Sección del documento:
——
Hacia fines de año, las principales ciudades argentinas eran sometidas a ejercicios de oscurecimiento, los pasos fronterizos eran cerrados sin previo aviso por las autoridades trasandinas y se temía que en cualquier momento se desataran las hostilidades.
KILÓMETROS al norte
Cuatro mil kilómetros al norte, los ariqueños seguían también con atención las noticias de lo que ocurría en el extremo austral, sin plena conciencia de que una tensión similar se vivía a pocos kilómetros de sus casas.
Las relaciones con el vecino del norte pasaban también por un momento difícil.
Gobernaba en Perú el general Francisco Morales Bermúdez, militar nacionalista que había sido comandante de la guarnición de Tacna. Se acercaba, además, el centenario de la Guerra del Pacífico, y al otro lado de la frontera sectores revanchistas abogaban por intentar recuperar parte de los territorios perdidos el siglo anterior, aprovechando la superioridad armamentística que había obtenido Perú con las millonarias compras realizadas por el gobierno del general Juan Velasco Alvarado a la Unión Soviética.
Para completar el escenario, dos oficiales chilenos, del petrolero Beagle, acababan de ser detenidos en el puerto peruano de Talara, acusados de espionaje por, supuestamente, haber tratado de fotografíar instalaciones de la Fuerza Aérea del país vecino, episodio que llevó a la expulsión del embajador chileno, Francisco Bulnes.
Para las autoridades chilenas de la época, que el inicio de una guerra con Argentina en el extremo sur fuera seguido por un ataque peruano en el norte, era una amenaza muy real.
Bajo tierra en la pampa
Eliseo Morales Castillo era entonces sargento primero y estaba asignado al Cuartel Las Machas del Regimiento Rancagua, la unidad del Ejército más cercana a la frontera con Perú.
Hacia fines de ese año, su rutina se vio alterada y de cumplir funciones como ayudante del comandante, pasó a mandar una sección de infantería, dotada de cañones antitanque, montados en jeeps Santana.
"Si los peruanos llegaban a pasar la frontera íbamos a ser los primeros en recibir el golpe. Nosotros teníamos que destruir tantos tanques enemigos como fuera posible, y si nos sobrepasaban, replegarnos, porque ahí iba a entrar en acción la artillería", cuenta.
"Estuvimos como dos meses en esa situación y a lo mejor un poco más. Hacíamos guardias de 24 horas. Antes del amanecer llegaba el relevo y nosotros nos íbamos a descansar al cuartel, pero con equipo y todo, listos para salir en cualquier momento", recuerda.
En su puesto, todo se hacía bajo el nivel de suelo. De noche estaba prohibido prender luces y de día asomarse fuera de la posición, aunque entonces podían acomodarse en lo más profundo para fumar. "La idea era que se viera el menor movimiento de tropas posible", explica; "cada pieza tenía cuatro sirvientes y mientras tres descansaban, uno estaba de centinela, mirando al frente con binoculares y cada dos horas nos íbamos rotando. "Lo bueno", recuerda, "es que el clima era agradable, no como en el altiplano, donde me tocó estar de cabo, ahí sí que es jodido".
——
Registros de señalamiento de objetos con nombre:

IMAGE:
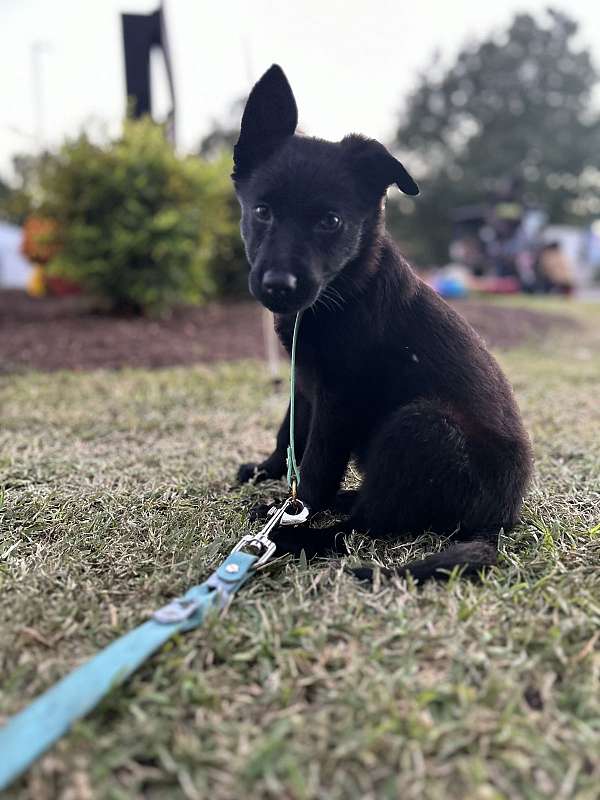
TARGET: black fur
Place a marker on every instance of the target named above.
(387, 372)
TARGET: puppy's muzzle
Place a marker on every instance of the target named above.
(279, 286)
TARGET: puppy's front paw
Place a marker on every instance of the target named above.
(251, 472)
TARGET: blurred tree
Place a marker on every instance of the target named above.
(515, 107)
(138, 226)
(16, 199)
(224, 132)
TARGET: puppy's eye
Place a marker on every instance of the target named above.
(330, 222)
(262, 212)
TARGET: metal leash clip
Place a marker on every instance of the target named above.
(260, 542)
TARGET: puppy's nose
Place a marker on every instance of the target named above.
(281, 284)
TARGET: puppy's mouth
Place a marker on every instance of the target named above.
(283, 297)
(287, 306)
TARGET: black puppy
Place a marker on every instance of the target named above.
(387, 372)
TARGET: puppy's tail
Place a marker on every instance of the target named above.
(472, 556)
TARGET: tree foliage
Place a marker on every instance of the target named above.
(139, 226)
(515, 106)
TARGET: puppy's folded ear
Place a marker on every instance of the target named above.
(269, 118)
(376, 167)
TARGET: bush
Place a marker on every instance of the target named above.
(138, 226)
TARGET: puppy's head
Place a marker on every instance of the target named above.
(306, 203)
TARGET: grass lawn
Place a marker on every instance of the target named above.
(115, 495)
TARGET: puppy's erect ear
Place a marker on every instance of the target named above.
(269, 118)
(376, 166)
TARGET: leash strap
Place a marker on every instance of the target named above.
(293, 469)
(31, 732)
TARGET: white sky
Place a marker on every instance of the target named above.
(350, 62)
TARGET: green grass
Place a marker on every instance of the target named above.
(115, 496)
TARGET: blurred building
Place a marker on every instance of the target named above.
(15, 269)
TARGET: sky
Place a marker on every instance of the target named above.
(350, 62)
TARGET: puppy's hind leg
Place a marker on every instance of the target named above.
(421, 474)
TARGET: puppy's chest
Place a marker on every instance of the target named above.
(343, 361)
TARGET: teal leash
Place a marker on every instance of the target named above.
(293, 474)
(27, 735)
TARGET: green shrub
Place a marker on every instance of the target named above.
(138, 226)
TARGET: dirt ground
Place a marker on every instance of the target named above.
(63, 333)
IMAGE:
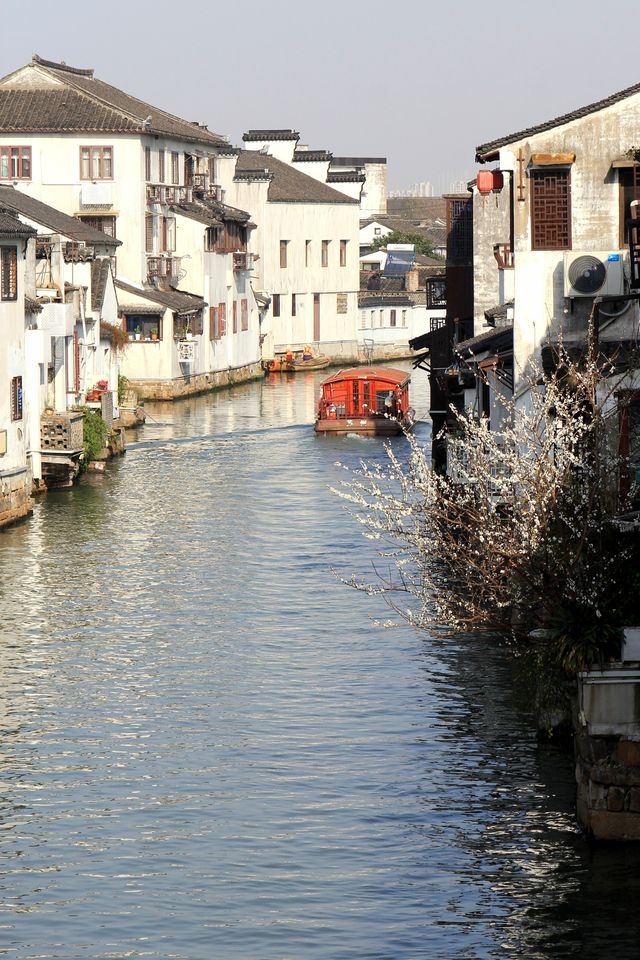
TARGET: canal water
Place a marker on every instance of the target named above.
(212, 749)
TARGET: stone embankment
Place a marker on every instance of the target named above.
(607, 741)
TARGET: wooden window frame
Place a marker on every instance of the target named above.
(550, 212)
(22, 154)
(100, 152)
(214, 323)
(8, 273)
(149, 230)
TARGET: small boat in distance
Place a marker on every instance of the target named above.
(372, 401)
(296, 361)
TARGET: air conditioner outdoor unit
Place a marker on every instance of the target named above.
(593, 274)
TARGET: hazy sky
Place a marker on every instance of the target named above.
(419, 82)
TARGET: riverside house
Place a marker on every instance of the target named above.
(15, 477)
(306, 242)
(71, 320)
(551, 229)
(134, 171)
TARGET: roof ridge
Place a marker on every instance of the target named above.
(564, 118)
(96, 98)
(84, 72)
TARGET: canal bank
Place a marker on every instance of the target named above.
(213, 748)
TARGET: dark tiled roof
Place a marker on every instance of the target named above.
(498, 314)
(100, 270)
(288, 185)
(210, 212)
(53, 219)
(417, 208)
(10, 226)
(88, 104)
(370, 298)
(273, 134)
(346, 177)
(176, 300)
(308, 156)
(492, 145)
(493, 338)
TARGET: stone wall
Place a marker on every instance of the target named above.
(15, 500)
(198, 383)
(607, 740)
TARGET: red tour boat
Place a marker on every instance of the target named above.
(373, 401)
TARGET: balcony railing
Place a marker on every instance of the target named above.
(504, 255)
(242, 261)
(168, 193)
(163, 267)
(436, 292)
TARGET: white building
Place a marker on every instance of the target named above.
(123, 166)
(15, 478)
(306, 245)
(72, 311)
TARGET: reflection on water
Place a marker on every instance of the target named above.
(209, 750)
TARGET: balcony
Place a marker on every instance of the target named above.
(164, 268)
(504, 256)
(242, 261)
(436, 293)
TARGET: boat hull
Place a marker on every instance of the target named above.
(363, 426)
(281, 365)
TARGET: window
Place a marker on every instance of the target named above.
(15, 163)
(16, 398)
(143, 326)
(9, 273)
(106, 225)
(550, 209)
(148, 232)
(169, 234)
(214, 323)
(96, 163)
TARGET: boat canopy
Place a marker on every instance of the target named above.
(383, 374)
——
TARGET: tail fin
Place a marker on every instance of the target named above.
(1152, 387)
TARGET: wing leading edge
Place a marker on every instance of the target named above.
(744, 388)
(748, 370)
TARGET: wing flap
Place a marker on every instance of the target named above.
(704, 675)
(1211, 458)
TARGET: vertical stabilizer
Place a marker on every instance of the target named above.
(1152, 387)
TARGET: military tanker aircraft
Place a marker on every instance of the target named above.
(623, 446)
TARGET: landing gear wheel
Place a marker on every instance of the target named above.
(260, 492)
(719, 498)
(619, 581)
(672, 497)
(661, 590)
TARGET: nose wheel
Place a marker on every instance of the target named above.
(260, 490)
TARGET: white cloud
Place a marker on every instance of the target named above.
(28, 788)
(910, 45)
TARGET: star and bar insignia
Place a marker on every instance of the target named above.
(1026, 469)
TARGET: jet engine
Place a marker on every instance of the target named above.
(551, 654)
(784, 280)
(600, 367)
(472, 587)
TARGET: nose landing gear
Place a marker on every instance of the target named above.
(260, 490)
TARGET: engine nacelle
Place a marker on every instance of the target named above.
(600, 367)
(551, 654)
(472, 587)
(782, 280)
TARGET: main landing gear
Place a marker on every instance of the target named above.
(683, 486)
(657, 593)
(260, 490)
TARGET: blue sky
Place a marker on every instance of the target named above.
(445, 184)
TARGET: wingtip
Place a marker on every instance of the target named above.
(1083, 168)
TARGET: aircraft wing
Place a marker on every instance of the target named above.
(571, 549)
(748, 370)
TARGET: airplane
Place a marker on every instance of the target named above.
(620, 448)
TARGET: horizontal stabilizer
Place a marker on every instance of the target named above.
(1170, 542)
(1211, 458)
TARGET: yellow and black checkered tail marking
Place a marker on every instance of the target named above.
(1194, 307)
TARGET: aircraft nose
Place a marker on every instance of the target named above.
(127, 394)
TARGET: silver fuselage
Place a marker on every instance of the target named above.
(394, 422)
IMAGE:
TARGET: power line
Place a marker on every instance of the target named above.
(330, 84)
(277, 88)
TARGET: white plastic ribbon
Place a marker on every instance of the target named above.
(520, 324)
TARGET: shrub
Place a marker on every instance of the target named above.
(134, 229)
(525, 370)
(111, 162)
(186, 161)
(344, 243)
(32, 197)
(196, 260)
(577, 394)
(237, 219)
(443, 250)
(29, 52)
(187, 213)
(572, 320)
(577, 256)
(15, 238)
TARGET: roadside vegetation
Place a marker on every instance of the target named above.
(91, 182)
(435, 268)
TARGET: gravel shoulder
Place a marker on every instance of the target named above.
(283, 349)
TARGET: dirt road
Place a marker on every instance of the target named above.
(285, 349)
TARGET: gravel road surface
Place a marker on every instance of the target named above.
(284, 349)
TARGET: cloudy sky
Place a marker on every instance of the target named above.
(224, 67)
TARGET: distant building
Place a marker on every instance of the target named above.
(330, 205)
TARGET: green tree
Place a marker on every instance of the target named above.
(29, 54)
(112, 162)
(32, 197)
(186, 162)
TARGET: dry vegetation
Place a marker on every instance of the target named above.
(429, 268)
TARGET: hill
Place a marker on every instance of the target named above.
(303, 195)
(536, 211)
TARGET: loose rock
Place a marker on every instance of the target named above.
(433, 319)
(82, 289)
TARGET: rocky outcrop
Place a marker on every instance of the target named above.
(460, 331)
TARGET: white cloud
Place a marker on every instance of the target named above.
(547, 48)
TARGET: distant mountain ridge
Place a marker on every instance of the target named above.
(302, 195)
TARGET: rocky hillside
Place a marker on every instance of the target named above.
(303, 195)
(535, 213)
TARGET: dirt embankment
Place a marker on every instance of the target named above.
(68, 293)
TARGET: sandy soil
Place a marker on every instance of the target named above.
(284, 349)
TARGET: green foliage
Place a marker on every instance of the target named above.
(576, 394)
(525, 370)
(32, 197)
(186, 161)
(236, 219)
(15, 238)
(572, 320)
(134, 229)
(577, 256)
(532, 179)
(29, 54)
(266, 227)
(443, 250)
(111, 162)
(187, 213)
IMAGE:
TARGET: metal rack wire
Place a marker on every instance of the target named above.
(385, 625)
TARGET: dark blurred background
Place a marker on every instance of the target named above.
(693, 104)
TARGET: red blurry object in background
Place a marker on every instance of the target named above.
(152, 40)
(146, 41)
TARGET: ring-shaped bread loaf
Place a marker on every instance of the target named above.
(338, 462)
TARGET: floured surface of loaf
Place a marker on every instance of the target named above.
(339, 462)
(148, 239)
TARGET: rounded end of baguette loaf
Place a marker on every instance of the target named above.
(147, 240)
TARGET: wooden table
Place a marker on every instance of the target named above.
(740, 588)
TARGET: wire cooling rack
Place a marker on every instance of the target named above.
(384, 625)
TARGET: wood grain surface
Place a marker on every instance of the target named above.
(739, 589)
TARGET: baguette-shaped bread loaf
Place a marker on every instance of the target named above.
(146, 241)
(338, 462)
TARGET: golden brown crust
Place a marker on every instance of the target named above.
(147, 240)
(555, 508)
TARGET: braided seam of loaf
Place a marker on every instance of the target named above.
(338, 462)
——
Instrucciones:
Responde estas preguntas con datos del texto sobre la tensión en la frontera norte de Chile:
1. ¿Quién gobernaba en Perú?
2. ¿En qué puerto peruano detuvieron a los dos oficiales chilenos del petrolero Beagle?
3. ¿Cada cuánto tiempo rotaban los sirvientes de cada pieza en el puesto de Eliseo Morales Castillo?

Respuesta del ejercicio:
1. El general Francisco Morales Bermúdez.
2. En el puerto de Talara.
3. Cada dos horas.